A single motor block locomotive has four DIP switches. 
One switch each for green, yellow, brown, and white wires for the motorblock. 

A dual motorblock locomotive has six DIP switches. 
One pair of switches for paralled brown/white leads. (Brown and white wires from each motorblock are connected in parallel on the locomotive's decoder interface board.) 
One pair of switches for the front motorblock green/yellow leads. 
One pair of switches for the rear motorblock green/yellow leads. 

Please remember, dual motorblock MTS Decoder Interface locomotives were originally designed to accomodate two LGB 55020/55021 decoders (or a single LGB 55020 and an LGB 55030 booster). Since each decoder controls a single motorblock, the green and yellow wires are separate on the locmotive decoder interface circuit board. 

An LGB 55027 decoder is designed to interface with a 'Direct Decoder Interface' style locomotive. The 55027 is still capable of powering a dual motorblock MTS Decoder Interface locomotive, but the green and yellow leads from the decoder must be wired to both male pin connectors on the LGB Decoder Interface board. 

Here is a picture of the wiring harness I typically use for Zimo decoders: 
http://1stclass.mylargescale.com/rwbrashear/DCC/Misc/Completed Dual Motor Block Harness for MX66.JPG 

Best regards, 
Bob


----------



## Treeman (Jan 6, 2008)

Bob 


As usual you have been very helpful. This was not making much sense until you pointed out that it was intended to use two separate decoders. Now the fix was pretty simple. Thanks for the help.


----------



## rwbrashear (Jan 5, 2008)

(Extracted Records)
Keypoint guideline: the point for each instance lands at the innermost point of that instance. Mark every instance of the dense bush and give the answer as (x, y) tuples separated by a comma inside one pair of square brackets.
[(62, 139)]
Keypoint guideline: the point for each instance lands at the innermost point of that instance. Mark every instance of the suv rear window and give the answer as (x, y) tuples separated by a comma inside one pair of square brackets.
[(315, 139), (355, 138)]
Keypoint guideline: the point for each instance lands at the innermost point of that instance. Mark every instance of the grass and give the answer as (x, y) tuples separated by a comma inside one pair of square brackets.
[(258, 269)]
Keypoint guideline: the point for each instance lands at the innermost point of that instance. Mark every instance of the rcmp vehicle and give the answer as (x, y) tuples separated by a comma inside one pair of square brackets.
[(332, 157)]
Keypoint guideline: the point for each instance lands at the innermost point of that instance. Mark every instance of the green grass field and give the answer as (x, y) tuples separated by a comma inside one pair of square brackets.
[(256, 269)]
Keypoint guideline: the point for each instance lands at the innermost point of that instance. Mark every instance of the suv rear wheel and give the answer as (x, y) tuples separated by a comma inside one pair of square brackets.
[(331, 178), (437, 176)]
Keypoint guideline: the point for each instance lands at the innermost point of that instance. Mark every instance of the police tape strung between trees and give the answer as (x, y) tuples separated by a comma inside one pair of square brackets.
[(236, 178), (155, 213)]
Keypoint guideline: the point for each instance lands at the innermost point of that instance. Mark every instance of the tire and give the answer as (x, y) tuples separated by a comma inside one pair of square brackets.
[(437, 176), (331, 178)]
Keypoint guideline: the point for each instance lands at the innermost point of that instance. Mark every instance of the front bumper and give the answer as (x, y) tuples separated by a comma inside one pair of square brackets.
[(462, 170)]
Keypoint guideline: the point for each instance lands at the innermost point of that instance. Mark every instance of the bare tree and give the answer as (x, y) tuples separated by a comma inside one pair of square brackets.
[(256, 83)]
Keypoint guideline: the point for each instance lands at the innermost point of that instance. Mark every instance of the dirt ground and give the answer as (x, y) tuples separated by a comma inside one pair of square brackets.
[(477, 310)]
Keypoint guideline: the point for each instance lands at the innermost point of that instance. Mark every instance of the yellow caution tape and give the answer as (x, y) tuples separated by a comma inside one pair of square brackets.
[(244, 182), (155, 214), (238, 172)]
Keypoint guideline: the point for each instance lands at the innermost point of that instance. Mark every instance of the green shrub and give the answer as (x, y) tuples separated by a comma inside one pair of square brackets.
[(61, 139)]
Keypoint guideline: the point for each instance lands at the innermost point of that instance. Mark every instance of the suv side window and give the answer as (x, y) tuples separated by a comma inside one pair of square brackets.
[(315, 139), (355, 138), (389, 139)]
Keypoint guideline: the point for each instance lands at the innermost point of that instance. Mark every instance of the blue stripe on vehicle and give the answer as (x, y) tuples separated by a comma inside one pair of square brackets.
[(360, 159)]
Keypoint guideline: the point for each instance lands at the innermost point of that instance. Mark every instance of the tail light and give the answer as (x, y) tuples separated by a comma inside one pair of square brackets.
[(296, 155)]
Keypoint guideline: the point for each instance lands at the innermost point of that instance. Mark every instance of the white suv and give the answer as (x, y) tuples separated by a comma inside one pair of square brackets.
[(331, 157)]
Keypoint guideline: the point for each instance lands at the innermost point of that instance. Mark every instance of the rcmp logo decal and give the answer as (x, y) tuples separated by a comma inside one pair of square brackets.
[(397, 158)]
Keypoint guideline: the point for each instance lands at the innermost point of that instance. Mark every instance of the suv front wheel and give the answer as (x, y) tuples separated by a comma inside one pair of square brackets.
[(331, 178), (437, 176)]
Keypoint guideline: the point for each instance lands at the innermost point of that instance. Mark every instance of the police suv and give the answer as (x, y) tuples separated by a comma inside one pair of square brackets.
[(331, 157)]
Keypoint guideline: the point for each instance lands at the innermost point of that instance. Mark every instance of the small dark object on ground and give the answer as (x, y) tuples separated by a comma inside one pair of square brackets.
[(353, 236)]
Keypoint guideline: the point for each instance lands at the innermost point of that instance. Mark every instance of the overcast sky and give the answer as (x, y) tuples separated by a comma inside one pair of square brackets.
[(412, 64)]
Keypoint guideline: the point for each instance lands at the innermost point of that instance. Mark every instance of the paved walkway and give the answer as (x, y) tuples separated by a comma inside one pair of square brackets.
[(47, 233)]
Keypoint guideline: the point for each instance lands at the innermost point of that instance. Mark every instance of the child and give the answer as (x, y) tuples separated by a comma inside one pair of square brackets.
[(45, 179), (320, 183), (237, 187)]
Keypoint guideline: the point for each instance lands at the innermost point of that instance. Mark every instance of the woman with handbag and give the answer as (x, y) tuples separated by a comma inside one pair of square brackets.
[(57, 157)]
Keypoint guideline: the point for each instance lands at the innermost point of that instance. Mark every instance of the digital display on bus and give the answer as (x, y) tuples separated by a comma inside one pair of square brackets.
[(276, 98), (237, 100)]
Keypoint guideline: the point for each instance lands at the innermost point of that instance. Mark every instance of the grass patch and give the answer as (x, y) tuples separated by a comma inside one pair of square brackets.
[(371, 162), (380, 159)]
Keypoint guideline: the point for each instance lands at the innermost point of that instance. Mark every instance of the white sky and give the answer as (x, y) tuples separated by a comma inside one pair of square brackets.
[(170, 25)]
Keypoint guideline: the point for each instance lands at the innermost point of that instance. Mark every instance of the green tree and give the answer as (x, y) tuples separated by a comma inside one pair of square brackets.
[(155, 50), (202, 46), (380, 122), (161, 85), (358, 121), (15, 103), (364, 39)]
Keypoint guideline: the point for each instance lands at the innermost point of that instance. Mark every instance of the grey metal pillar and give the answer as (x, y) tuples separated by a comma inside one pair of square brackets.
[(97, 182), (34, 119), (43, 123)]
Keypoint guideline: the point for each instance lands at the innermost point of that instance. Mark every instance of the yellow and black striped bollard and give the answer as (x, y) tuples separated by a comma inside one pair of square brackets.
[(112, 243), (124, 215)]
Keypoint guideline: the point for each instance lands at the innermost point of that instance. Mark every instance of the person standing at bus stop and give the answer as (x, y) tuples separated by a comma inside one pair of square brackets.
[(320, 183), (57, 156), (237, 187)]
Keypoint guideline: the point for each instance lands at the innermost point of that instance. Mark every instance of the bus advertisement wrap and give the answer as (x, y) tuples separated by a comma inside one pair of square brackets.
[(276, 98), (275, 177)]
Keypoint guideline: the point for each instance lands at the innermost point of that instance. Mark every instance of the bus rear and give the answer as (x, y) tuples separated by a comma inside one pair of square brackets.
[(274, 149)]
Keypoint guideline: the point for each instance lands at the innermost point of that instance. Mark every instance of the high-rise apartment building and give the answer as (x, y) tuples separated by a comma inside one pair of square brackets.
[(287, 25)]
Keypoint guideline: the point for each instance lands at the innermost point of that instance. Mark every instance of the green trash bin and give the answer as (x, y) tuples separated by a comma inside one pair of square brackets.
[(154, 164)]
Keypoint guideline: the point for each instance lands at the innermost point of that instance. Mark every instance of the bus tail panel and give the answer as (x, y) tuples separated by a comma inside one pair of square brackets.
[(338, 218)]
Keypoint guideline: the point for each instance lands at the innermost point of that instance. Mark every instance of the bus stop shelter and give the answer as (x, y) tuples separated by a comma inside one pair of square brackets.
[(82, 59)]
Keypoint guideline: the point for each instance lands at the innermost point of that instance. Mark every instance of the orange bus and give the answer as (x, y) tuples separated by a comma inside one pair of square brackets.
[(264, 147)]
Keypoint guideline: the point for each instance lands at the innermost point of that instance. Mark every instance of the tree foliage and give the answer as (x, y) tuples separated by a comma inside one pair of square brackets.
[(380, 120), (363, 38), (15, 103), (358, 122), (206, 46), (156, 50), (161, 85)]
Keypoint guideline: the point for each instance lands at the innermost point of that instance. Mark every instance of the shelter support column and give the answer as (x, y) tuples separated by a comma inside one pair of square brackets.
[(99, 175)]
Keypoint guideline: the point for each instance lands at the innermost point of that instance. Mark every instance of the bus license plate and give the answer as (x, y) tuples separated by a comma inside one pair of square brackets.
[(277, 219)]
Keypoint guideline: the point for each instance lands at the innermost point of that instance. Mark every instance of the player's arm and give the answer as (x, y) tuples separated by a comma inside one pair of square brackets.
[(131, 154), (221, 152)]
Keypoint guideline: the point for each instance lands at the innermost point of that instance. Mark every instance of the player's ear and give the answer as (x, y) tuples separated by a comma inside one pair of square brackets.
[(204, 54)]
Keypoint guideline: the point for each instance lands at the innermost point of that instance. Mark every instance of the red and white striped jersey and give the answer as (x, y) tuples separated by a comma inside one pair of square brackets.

[Objectives]
a. List every LGB product number that appears in the locomotive wiring thread.
b. According to the locomotive wiring thread, how many DIP switches does a dual motorblock locomotive have?
The rows above are separate material, independent of the locomotive wiring thread.

[Responses to the tasks]
a. 55020, 55021, 55030, 55027

b. Six